For the material below, output exactly the span from the line with "point(635, 400)" to the line with "point(491, 339)", including both, and nothing besides.

▶ **MATERIAL SUPPLIED**:
━━━

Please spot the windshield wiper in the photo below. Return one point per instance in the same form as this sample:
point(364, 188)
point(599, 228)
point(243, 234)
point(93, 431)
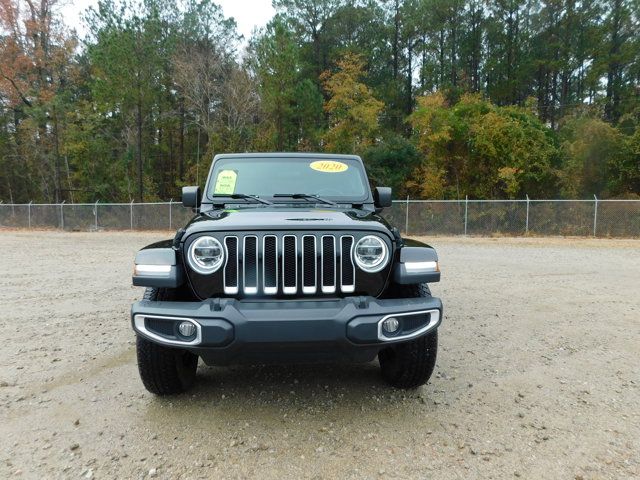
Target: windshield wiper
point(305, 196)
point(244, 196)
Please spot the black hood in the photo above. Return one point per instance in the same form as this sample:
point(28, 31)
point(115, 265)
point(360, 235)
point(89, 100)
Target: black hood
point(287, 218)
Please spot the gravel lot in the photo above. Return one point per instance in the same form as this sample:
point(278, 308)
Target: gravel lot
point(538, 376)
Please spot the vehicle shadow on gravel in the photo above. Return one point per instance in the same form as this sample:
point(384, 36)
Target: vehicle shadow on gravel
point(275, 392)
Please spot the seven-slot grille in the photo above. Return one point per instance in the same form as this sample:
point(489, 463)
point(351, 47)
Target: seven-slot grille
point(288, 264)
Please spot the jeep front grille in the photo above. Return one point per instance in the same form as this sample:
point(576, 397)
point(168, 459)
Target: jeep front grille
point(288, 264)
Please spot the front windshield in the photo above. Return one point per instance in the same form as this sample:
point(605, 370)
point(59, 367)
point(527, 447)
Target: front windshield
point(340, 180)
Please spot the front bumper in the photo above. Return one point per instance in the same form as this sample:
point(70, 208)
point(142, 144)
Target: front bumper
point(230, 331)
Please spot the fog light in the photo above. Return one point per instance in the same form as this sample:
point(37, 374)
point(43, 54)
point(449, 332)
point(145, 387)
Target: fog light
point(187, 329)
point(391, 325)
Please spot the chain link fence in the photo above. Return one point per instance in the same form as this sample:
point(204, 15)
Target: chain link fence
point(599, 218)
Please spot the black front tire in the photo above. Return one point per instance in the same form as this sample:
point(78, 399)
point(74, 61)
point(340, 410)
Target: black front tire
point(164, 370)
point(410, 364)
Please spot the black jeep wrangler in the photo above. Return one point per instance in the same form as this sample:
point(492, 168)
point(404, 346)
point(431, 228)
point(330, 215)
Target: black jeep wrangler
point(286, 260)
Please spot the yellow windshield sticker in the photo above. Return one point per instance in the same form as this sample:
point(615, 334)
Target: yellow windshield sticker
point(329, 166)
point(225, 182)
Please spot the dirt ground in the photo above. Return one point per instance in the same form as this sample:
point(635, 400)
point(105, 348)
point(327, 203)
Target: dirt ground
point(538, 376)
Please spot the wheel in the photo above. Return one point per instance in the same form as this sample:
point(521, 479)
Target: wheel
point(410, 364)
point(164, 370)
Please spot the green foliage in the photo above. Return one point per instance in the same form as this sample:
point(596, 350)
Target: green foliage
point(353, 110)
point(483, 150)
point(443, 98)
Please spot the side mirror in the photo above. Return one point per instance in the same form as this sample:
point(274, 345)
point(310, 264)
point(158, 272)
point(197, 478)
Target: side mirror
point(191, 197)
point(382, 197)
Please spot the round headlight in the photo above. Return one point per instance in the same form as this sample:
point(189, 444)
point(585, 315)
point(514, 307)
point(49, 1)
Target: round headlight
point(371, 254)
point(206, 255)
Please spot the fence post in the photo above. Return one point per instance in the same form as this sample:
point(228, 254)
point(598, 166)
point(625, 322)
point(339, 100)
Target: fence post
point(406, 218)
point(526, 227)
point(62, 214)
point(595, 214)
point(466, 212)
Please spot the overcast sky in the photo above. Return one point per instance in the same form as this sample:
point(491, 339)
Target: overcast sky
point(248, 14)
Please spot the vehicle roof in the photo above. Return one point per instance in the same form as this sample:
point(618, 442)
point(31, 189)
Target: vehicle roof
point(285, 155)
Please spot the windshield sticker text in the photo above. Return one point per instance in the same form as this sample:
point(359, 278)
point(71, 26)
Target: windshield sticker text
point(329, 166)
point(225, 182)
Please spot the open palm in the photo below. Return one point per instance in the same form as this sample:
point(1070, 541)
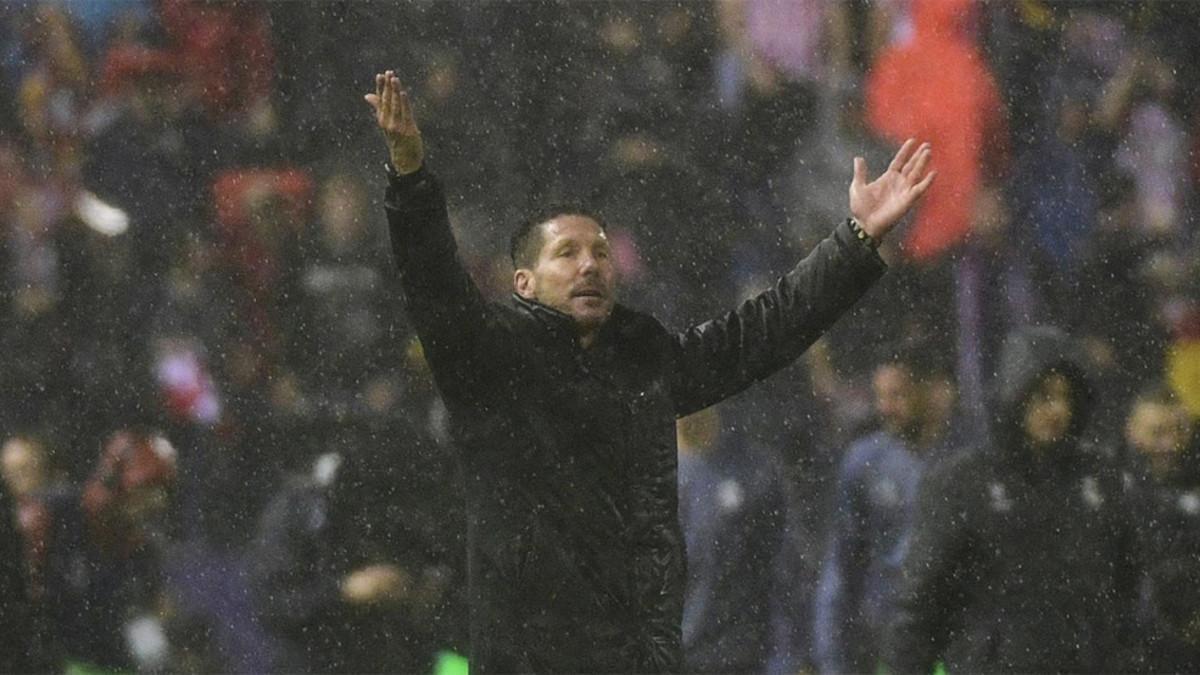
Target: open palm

━━━

▶ **WORKED SOLUTION**:
point(635, 400)
point(105, 348)
point(327, 203)
Target: dirt ground
point(538, 376)
Please spot the wheel in the photo above. Return one point per instance in the same form as this sample:
point(521, 479)
Target: wheel
point(410, 364)
point(164, 370)
Please spot the green foliage in the photo above. Return one point per instance in the same form as this sample:
point(596, 350)
Target: green foliage
point(353, 110)
point(483, 150)
point(443, 98)
Please spot the side mirror in the photo above. Return one point per instance in the same form as this sample:
point(274, 345)
point(310, 264)
point(158, 272)
point(197, 478)
Target: side mirror
point(191, 197)
point(382, 197)
Please spot the round headlight in the photo above. Return one point per instance in the same form as this sample:
point(189, 444)
point(585, 315)
point(514, 307)
point(49, 1)
Target: round headlight
point(371, 254)
point(206, 255)
Please spot the fence post in the photo above. Return one point per instance in the same form as this sample:
point(228, 254)
point(598, 166)
point(625, 322)
point(339, 100)
Target: fence post
point(406, 218)
point(526, 227)
point(62, 214)
point(595, 214)
point(466, 212)
Please spot the overcast sky in the photo above. Return one point per instance in the same form as this sample:
point(491, 339)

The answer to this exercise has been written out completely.